### Work required
Convert the material below into a two-column Markdown table headed Row and Line. Number the rows in order and give each line of the material its own row, omitting blank lines.
** begin **
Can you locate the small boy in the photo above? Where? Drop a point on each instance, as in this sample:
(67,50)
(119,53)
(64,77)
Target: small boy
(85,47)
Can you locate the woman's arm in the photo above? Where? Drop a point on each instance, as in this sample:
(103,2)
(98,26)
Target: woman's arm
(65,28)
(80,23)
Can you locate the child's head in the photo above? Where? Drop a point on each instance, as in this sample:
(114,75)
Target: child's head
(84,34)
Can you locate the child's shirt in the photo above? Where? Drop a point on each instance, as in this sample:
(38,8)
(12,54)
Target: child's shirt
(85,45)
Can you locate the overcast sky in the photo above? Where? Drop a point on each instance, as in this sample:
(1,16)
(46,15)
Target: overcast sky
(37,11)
** end **
### Exercise answer
| Row | Line |
|---|---|
| 1 | Can you locate the small boy in the photo above? Where? Drop a point on each instance, as in this sample: |
| 2 | (67,50) |
| 3 | (119,53) |
| 4 | (64,77) |
| 5 | Target: small boy |
| 6 | (85,47) |
| 7 | Can you locate the woman's arm in the photo above? Where? Drop a point on each instance, as in this sample: |
| 8 | (103,2) |
| 9 | (98,26) |
| 10 | Target: woman's arm |
| 11 | (65,28) |
| 12 | (80,23) |
| 13 | Can you locate the child's head in the photo above? Where? Drop a point on each instance, as in this sample: |
| 14 | (114,75) |
| 15 | Target: child's head |
| 16 | (84,34) |
| 17 | Can you locate the child's shirt in the photo above? Where? Drop a point on each instance, as in this sample: |
| 18 | (38,8) |
| 19 | (12,54) |
| 20 | Target: child's shirt |
| 21 | (85,45) |
| 22 | Can you locate the overcast sky in the photo above? Where? Drop a point on each instance, as in this sample: |
| 23 | (1,16) |
| 24 | (46,15) |
| 25 | Target: overcast sky |
| 26 | (37,11) |